PASSAGE SHOWN start

Plunket Greene was a friend of Edward Elgar's, and appeared in his Malvern Concert Club events.  He was the original baritone in the first (October 1900) performance (Birmingham Festival) of Elgar's The Dream of Gerontius, alongside Marie Brema (angel) and Edward Lloyd (soul), under Hans Richter. In June 1900 Elgar had written to August Jaeger, "he sings both bass bits and won't they suit him. Gosh."  Although his recordings, and some commentators, suggest the voice was not a large one,  it must have been capable of sustaining and projecting a considerable tone at this time, for both the Gerontius baritone solos require this. Moreover, for this most personal of his works, Elgar must have felt some real aptness in the choice.
Arthur Somervell's song-cycle, on Tennyson's 'Maud' was originally produced (with twelve songs) in 1898 and was championed by Plunket Greene. In 1899 he married Gwendolen Maud, the youngest daughter of Hubert Parry,  and their first son was born in 1901. He also gave the first performance of Arthur Somervell's A Shropshire Lad cycle, at the Aeolian Hall on 3 February 1904, and so had the distinction of being the first to sing settings of A. E. Housman's lyrics, which afterwards became so fundamental an inspiration to the composers associated with the English song revival of that period.
Plunket Greene included a selection from the Songs of Travel by Ralph Vaughan Williams in recital in February 1905. Then (or soon afterwards) the composer heard him and dedicated the songs to him, and Greene afterwards quoted from them, and from Silent Noon (from the House of Life cycle), in his work on Interpretation in Song. Greene was responsible for establishing these songs in the English concert repertoire, where he was constantly attempting to raise the standard and quality of appreciation of English song through his programming.

PASSAGE SHOWN end
DATA SUPPLIED start

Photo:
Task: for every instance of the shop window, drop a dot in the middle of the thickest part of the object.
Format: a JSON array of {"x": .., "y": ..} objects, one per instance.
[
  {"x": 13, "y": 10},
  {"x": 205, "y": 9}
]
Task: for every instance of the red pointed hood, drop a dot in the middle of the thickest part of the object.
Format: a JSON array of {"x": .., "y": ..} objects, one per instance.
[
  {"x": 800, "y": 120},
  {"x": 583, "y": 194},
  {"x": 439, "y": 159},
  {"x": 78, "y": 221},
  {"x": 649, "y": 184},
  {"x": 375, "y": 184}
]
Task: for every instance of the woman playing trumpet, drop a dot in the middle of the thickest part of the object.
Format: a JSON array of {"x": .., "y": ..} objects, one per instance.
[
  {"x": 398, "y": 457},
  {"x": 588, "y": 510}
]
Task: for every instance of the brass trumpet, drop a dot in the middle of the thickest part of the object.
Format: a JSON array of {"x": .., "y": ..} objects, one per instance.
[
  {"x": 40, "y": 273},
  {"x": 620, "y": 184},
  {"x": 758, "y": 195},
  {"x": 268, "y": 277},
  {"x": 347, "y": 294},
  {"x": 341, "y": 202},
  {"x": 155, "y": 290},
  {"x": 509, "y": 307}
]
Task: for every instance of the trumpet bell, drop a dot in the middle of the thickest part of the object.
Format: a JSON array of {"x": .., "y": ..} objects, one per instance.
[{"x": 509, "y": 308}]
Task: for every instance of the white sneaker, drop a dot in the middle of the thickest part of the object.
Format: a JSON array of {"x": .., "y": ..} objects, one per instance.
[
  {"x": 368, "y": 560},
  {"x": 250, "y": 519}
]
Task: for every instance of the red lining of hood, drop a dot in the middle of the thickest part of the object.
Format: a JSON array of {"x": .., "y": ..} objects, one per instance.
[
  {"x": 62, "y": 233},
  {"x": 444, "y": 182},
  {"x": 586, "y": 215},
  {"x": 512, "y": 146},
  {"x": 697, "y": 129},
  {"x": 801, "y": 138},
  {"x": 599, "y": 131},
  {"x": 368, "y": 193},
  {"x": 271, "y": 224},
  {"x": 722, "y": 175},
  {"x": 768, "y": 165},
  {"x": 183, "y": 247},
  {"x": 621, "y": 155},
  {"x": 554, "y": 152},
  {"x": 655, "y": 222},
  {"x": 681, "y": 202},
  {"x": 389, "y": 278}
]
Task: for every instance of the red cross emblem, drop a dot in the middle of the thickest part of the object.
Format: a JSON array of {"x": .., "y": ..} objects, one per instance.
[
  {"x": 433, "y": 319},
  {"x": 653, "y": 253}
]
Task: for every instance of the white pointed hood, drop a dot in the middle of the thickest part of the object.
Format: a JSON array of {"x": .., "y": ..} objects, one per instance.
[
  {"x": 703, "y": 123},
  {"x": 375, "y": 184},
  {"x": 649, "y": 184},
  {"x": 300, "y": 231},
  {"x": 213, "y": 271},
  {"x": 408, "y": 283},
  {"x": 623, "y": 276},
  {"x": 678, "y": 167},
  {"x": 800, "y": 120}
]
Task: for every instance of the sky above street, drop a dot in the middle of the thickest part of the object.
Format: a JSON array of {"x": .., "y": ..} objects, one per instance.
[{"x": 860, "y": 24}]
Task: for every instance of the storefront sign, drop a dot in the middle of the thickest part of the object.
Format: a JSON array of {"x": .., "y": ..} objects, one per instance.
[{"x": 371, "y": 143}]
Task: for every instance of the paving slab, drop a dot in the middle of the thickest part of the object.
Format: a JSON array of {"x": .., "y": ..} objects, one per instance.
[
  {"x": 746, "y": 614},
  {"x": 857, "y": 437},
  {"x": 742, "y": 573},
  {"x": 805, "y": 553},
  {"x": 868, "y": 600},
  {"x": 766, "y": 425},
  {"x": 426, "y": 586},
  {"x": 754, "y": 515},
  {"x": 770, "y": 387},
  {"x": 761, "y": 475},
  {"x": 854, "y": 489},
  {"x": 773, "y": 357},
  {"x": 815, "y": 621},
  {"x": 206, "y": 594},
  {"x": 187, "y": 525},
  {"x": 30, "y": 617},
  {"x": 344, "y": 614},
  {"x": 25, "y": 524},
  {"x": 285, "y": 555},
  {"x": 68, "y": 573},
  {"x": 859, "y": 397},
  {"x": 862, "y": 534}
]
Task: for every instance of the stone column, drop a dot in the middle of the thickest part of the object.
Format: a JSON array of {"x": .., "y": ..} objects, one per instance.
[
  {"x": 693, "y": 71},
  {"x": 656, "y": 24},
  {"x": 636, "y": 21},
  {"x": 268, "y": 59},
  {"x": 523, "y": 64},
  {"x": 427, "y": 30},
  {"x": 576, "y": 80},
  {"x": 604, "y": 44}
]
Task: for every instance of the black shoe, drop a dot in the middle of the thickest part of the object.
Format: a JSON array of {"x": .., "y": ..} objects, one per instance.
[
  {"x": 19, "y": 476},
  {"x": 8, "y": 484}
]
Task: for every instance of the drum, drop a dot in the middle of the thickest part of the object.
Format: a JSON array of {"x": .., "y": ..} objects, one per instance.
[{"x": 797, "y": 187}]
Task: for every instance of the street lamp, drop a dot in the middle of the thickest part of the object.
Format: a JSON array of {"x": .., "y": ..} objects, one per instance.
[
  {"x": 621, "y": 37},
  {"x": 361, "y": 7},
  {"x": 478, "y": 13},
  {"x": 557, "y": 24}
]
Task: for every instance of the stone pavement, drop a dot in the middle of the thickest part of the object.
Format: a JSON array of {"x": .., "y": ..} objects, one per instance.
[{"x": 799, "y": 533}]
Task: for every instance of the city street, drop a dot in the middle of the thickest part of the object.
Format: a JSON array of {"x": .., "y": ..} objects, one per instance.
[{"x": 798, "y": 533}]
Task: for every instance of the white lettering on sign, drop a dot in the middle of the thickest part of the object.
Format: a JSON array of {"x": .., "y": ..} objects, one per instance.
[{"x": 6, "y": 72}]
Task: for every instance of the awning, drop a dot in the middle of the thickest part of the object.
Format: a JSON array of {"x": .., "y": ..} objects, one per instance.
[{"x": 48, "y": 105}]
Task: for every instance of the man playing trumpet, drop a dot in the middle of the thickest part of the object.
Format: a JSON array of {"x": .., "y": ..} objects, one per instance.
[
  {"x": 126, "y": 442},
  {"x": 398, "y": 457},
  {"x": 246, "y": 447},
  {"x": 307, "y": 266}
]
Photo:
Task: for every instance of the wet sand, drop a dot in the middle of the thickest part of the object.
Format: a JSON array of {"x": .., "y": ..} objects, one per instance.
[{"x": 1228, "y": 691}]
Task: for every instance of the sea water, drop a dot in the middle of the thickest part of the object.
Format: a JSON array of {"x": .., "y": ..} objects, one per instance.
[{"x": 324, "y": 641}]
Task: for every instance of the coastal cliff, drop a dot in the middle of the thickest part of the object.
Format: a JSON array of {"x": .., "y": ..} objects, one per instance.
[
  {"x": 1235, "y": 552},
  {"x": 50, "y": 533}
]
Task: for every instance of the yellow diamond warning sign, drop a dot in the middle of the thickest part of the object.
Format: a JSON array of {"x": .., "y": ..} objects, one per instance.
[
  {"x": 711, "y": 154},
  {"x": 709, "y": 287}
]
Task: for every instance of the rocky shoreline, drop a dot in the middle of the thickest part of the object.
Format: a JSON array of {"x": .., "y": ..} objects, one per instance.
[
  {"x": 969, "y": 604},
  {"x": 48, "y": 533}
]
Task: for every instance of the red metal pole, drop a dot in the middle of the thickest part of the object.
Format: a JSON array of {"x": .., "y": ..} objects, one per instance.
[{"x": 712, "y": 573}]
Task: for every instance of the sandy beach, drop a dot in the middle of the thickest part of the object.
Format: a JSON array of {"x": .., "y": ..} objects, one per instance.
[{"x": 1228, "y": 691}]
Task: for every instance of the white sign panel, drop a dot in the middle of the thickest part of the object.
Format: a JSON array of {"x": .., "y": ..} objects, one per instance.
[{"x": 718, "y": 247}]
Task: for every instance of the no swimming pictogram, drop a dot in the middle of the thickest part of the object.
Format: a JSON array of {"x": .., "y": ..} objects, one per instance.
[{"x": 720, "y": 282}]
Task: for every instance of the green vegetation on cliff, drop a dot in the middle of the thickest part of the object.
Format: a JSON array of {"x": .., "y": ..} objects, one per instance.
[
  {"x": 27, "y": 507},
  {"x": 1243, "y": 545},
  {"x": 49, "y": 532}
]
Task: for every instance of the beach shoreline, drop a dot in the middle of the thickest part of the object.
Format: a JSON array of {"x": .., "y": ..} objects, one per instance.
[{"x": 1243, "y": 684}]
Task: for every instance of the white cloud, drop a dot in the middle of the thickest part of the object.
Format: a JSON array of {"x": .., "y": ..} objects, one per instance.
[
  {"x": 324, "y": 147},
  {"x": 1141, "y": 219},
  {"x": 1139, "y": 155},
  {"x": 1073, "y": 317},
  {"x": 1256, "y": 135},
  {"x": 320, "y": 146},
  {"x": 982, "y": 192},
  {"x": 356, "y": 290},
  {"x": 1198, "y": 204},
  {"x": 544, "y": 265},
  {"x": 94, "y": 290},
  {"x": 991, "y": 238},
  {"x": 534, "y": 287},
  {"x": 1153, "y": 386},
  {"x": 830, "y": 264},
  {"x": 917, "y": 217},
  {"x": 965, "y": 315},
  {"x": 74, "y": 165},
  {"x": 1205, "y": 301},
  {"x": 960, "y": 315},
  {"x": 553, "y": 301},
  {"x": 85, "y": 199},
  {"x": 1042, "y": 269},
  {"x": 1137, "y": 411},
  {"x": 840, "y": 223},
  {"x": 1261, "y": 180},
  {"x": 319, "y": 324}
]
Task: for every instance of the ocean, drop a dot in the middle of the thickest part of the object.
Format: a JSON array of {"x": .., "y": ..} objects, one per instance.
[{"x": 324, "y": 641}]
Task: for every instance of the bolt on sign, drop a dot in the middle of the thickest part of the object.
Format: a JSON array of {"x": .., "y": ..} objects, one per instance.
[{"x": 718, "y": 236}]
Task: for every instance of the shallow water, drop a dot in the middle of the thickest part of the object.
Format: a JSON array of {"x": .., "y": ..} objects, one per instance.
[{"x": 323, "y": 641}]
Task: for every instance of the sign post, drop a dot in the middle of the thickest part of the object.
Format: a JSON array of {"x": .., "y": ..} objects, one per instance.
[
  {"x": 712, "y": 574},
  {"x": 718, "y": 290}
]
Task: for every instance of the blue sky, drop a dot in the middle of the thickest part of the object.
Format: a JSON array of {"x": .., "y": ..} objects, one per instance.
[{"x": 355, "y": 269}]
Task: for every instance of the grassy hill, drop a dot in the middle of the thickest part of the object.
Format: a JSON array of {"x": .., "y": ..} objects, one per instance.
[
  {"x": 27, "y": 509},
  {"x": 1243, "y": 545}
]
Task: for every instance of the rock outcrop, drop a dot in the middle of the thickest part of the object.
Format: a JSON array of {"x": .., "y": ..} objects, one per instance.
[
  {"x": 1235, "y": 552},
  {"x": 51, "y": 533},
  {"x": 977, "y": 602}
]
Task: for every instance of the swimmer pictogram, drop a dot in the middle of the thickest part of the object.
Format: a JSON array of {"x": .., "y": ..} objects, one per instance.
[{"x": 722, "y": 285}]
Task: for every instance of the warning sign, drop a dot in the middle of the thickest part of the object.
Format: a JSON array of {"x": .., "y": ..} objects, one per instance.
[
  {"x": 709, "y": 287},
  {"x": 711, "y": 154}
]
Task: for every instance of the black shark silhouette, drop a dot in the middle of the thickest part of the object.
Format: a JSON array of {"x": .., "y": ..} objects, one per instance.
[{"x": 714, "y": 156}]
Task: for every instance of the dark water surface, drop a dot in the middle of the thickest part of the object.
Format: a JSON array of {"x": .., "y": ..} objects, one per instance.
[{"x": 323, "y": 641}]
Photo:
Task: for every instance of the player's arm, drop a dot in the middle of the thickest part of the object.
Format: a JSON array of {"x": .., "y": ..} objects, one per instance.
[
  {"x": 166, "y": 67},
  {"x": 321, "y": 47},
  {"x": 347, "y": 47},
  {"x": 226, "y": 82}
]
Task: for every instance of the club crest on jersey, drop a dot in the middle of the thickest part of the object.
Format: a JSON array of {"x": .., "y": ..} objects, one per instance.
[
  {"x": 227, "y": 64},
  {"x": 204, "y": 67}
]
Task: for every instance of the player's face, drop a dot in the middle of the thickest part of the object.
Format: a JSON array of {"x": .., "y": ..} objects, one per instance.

DATA SUPPLIED end

### WHAT TO WORK ON
[1] Which distinct years are mentioned in the passage on Plunket Greene? List each one once, in chronological order.
[2] Carry on the passage on Plunket Greene, starting right after its last sentence.

### ANSWERS
[1] 1898, 1899, 1900, 1901, 1904, 1905

[2]
He supported Gervase Elwes from the start of his professional career and was his lifelong friend. At Elwes' audition for the Royal College of Music in 1903 Greene wrote to encourage him with the favourable reactions of Parry and Stanford,  and soon afterwards put him up for the Savile Club in London.  In 1906, he joined the party at Brigg to sing in the second festival there organised by Elwes and Percy Grainger, and declared his wish to be in many more of them.  When Elwes died in 1921, Greene wrote "I always felt he was the man I most looked up to."  'In the St Matthew Passion, (he) made us feel that he of all men was best fitted to tell us the greatest story in the world.' 
Plunkett Greene's recordings were made first for the Gramophone Company, in 1904–1906. He included folk-songs in his recitals, according to them the same values of diction, phrasing, rhythm, and interpretative sincerity which he brought to art-songs. In later years, as he moved into the field of song-lecturing, he did great service to the cause of British folk-music.  His last recordings were made by the electric process for Columbia Records: his late recording of 'Poor old horse' is an affecting example.
On 24 January 1910 he appeared in the memorial concert at Queen's Hall for August Jaeger (Elgar's 'Nimrod'), singing a group of songs by Walford Davies, and Hans Sachs's monologue from Die Meistersinger.  He made his first appearance in Henry Wood's Promenade Concerts at the Queen's Hall in October 1914 singing Stanford's Songs of the Sea with the Alexandra Palace Choral Society.  He had declined to fulfil an engagement to sing them there for the Stock Exchange Orchestral Society in 1907 on hearing that they still used the high English Concert pitch.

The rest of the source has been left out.